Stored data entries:
--- START ---
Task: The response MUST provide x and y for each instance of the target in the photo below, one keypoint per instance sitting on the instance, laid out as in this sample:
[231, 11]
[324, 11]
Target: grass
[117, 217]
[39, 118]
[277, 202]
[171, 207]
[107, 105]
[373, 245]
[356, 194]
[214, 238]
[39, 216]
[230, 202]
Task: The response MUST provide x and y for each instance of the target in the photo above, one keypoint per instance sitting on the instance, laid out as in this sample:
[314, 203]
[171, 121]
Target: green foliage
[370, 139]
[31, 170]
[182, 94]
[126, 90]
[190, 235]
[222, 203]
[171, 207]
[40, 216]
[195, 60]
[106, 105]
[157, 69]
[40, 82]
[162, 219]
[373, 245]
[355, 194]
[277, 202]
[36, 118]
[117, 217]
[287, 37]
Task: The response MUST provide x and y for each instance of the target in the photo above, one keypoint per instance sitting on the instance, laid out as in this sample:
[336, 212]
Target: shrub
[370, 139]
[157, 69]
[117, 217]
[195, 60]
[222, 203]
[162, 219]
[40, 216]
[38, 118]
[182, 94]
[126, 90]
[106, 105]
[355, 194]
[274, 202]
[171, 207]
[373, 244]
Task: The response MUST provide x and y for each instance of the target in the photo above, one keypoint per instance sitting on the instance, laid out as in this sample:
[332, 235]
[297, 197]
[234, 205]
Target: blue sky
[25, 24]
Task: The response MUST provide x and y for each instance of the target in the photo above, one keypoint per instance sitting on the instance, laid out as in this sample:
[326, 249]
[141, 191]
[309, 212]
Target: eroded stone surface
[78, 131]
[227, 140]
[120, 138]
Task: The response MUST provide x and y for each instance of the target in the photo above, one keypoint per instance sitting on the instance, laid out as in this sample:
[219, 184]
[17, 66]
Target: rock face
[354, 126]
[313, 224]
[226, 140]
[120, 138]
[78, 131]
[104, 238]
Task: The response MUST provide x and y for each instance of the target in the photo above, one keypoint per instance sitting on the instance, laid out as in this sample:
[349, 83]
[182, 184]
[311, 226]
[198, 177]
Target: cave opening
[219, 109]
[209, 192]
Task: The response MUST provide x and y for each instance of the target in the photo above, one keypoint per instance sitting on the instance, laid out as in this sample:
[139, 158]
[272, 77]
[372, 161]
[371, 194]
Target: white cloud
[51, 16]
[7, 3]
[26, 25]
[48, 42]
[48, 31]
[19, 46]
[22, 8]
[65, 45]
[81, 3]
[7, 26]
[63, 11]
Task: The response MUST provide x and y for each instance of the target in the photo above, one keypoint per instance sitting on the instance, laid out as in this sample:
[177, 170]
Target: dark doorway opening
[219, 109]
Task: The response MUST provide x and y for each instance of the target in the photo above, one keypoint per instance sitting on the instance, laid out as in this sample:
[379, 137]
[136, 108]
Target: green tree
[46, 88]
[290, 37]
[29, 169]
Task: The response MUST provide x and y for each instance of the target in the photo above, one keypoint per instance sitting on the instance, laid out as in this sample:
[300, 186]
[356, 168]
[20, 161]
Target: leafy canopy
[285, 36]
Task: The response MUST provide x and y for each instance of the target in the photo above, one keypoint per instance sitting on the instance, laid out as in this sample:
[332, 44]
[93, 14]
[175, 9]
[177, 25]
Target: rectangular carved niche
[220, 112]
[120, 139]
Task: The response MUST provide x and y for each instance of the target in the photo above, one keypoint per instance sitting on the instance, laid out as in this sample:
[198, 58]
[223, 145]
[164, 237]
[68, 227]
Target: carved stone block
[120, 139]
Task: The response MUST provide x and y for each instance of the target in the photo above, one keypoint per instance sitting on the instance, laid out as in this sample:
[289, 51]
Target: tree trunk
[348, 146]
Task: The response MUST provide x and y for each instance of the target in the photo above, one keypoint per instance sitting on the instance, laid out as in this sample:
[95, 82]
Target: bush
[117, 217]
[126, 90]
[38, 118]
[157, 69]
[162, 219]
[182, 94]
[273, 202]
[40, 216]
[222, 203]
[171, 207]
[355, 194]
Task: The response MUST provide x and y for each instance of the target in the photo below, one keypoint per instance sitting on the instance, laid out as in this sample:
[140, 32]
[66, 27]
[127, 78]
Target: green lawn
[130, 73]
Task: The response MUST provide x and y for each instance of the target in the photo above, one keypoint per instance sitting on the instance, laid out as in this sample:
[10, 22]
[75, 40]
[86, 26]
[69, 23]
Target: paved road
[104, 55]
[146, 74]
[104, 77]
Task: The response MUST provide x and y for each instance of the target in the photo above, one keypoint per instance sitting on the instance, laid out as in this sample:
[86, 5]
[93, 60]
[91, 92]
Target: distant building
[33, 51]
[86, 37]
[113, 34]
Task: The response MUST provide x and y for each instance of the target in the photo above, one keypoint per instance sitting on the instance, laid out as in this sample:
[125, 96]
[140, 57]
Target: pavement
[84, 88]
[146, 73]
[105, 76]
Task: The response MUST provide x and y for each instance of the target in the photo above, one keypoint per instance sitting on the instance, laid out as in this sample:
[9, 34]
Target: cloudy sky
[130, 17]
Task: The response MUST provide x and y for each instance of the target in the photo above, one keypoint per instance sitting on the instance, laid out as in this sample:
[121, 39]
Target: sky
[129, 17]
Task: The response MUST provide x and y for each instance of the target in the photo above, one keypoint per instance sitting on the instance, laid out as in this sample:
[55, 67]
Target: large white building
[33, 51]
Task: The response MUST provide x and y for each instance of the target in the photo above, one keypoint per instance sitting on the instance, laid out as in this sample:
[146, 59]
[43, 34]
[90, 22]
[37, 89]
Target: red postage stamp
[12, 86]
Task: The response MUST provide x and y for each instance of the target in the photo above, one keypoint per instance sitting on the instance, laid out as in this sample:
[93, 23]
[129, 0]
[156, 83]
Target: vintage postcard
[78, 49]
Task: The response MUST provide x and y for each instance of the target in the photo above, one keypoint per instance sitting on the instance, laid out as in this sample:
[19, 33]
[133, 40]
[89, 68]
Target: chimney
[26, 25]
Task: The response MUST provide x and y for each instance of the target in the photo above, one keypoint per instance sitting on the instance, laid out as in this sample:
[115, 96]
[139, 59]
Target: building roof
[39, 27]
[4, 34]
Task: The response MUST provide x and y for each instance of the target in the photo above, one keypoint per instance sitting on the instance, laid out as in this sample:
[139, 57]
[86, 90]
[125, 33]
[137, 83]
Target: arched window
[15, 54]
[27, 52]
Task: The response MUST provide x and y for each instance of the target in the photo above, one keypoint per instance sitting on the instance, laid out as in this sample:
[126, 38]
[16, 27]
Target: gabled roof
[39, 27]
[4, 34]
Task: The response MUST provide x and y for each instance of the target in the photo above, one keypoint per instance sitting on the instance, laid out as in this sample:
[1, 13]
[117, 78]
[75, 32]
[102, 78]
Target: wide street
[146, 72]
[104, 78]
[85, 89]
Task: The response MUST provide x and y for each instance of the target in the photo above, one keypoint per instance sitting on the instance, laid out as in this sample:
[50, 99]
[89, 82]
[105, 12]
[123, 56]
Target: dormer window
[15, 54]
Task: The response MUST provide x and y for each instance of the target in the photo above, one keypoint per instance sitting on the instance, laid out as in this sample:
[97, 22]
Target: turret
--- END ---
PROBLEM
The records above must be repeated exactly, every one of them.

SOLVED EXERCISE
Task: The response MUST provide x and y for each instance of the target in the photo below, one keypoint per instance sitting on the instance, laid out as in this sample:
[231, 11]
[324, 11]
Target: grass
[117, 217]
[39, 118]
[277, 202]
[171, 207]
[107, 105]
[373, 245]
[356, 194]
[214, 238]
[39, 216]
[230, 202]
Task: The response MUST provide x and y for each instance of the target in the photo above, one keypoint per instance sitting on the instance, laid out as in this sample:
[314, 203]
[171, 121]
Target: green foliage
[370, 139]
[31, 170]
[182, 94]
[126, 90]
[190, 235]
[222, 203]
[171, 207]
[40, 216]
[195, 60]
[106, 105]
[157, 69]
[40, 82]
[162, 219]
[373, 245]
[355, 194]
[277, 202]
[36, 118]
[117, 217]
[287, 37]
Task: The response MUST provide x and y for each instance of the target in the photo above, one keypoint per instance sitting on the instance, laid out as in this sample:
[336, 212]
Target: shrub
[370, 139]
[157, 69]
[117, 217]
[195, 60]
[222, 203]
[162, 219]
[40, 216]
[38, 118]
[182, 94]
[126, 90]
[106, 105]
[355, 194]
[274, 202]
[171, 207]
[373, 244]
Task: The response MUST provide x and y for each instance of the target in the photo above, one keypoint per instance sitting on the instance, laid out as in this sample:
[332, 235]
[297, 197]
[234, 205]
Target: blue sky
[25, 24]
Task: The response MUST provide x and y for each instance of the target in the photo above, one keypoint per instance sitting on the instance, laid out as in this sample:
[326, 249]
[141, 191]
[309, 212]
Target: eroded stone surface
[78, 131]
[227, 140]
[120, 138]
Task: The response MUST provide x and y for each instance of the target in the photo above, one keypoint per instance sitting on the instance, laid out as in this sample:
[219, 184]
[17, 66]
Target: rock face
[354, 126]
[313, 224]
[226, 140]
[120, 138]
[78, 131]
[104, 238]
Task: The response MUST provide x and y for each instance of the target in the photo above, one keypoint per instance sitting on the instance, laid out as in this sample:
[349, 83]
[182, 184]
[311, 226]
[198, 177]
Target: cave opening
[219, 109]
[209, 192]
Task: The response MUST provide x and y for each instance of the target in the photo above, one keypoint per instance sitting on the instance, laid out as in this sample:
[139, 158]
[272, 77]
[372, 161]
[371, 194]
Target: white cloud
[51, 16]
[7, 3]
[26, 25]
[48, 42]
[48, 31]
[19, 46]
[22, 8]
[65, 45]
[81, 3]
[7, 26]
[63, 11]
Task: The response MUST provide x and y for each instance of the target in the photo above, one keypoint per instance sitting on the instance, laid out as in this sample:
[177, 170]
Target: dark doorway opening
[219, 109]
Task: The response MUST provide x and y for each instance of the target in the photo above, one keypoint per instance sitting on the instance, laid out as in this sample:
[379, 137]
[136, 108]
Target: green tree
[46, 88]
[290, 37]
[29, 169]
Task: The response MUST provide x and y for each instance of the target in the photo above, one keypoint per instance sitting on the instance, laid out as in this sample:
[300, 186]
[356, 168]
[20, 161]
Target: leafy canopy
[285, 36]
Task: The response MUST provide x and y for each instance of the target in the photo above, one keypoint per instance sitting on the instance, laid out as in this sample:
[332, 44]
[93, 14]
[175, 9]
[177, 25]
Target: rectangular carved niche
[220, 112]
[120, 139]
Task: The response MUST provide x and y for each instance of the target in the photo above, one keypoint per instance sitting on the instance, laid out as in this sample:
[198, 58]
[223, 145]
[164, 237]
[68, 227]
Target: carved stone block
[120, 139]
Task: The response MUST provide x and y for each instance of the target in the photo above, one keypoint per instance sitting on the instance, laid out as in this sample:
[289, 51]
Target: tree trunk
[348, 146]
Task: The response MUST provide x and y for each instance of the target in the photo above, one keypoint per instance sitting on the instance, laid out as in this sample:
[95, 82]
Target: bush
[117, 217]
[126, 90]
[38, 118]
[157, 69]
[162, 219]
[182, 94]
[273, 202]
[40, 216]
[222, 203]
[171, 207]
[355, 194]
Task: The response MUST provide x and y for each instance of the target in the photo below, one keypoint per instance sitting on the instance, laid out as in this sample:
[140, 32]
[66, 27]
[127, 78]
Target: green lawn
[130, 73]
Task: The response MUST provide x and y for each instance of the target in the photo above, one keypoint per instance sitting on the instance, laid out as in this sample:
[10, 22]
[75, 40]
[86, 26]
[69, 23]
Target: paved road
[104, 55]
[146, 74]
[104, 77]
Task: The response MUST provide x and y for each instance of the target in the photo above, one keypoint per instance sitting on the instance, laid out as in this sample:
[86, 5]
[93, 60]
[91, 92]
Target: distant building
[33, 51]
[86, 37]
[113, 34]
Task: The response MUST provide x and y for each instance of the target in the photo above, one keypoint per instance sitting on the instance, laid out as in this sample:
[125, 96]
[140, 57]
Target: pavement
[84, 88]
[146, 73]
[105, 76]
Task: The response MUST provide x and y for each instance of the target in the photo above, one keypoint per instance sitting on the instance, laid out as in this sample:
[9, 34]
Target: cloudy sky
[130, 17]
Task: The response MUST provide x and y for each instance of the target in the photo above, one keypoint per instance sitting on the instance, laid out as in this sample:
[121, 39]
Target: sky
[129, 17]
Task: The response MUST provide x and y for each instance of the target in the photo above, one keypoint per instance sitting on the instance, laid out as in this sample:
[55, 67]
Target: large white building
[33, 51]
Task: The response MUST provide x and y for each instance of the target in the photo above, one keypoint per instance sitting on the instance, laid out as in this sample:
[146, 59]
[43, 34]
[90, 22]
[37, 89]
Target: red postage stamp
[12, 86]
Task: The response MUST provide x and y for each instance of the target in the photo above, one keypoint per instance sitting on the instance, laid out as in this sample:
[93, 23]
[129, 0]
[156, 83]
Target: vintage postcard
[78, 49]
Task: The response MUST provide x and y for each instance of the target in the photo above, one keypoint per instance sitting on the instance, laid out as in this sample:
[19, 33]
[133, 40]
[89, 68]
Target: chimney
[26, 25]
Task: The response MUST provide x and y for each instance of the target in the photo above, one keypoint per instance sitting on the instance, laid out as in this sample:
[115, 96]
[139, 59]
Target: building roof
[39, 27]
[4, 34]
Task: The response MUST provide x and y for each instance of the target in the photo above, one keypoint per instance sitting on the instance, laid out as in this sample:
[139, 57]
[86, 90]
[125, 33]
[137, 83]
Target: arched window
[15, 54]
[27, 52]
Task: The response MUST provide x and y for each instance of the target in the photo above, one keypoint per instance sitting on the instance, laid out as in this sample:
[126, 38]
[16, 27]
Target: gabled roof
[39, 27]
[4, 34]
Task: The response MUST provide x and y for each instance of the target in the photo above, one keypoint per instance sitting on the instance, laid out as in this sample:
[1, 13]
[117, 78]
[75, 32]
[102, 78]
Target: wide street
[146, 72]
[104, 78]
[85, 89]
Task: The response MUST provide x and y for each instance of the target in the photo above, one keypoint per instance sitting on the instance, laid out as in this sample:
[50, 99]
[89, 82]
[105, 12]
[123, 56]
Target: dormer window
[15, 54]
Task: The response MUST provide x and y for each instance of the target in the photo above, one keypoint per instance sitting on the instance, laid out as in this sample:
[97, 22]
Target: turret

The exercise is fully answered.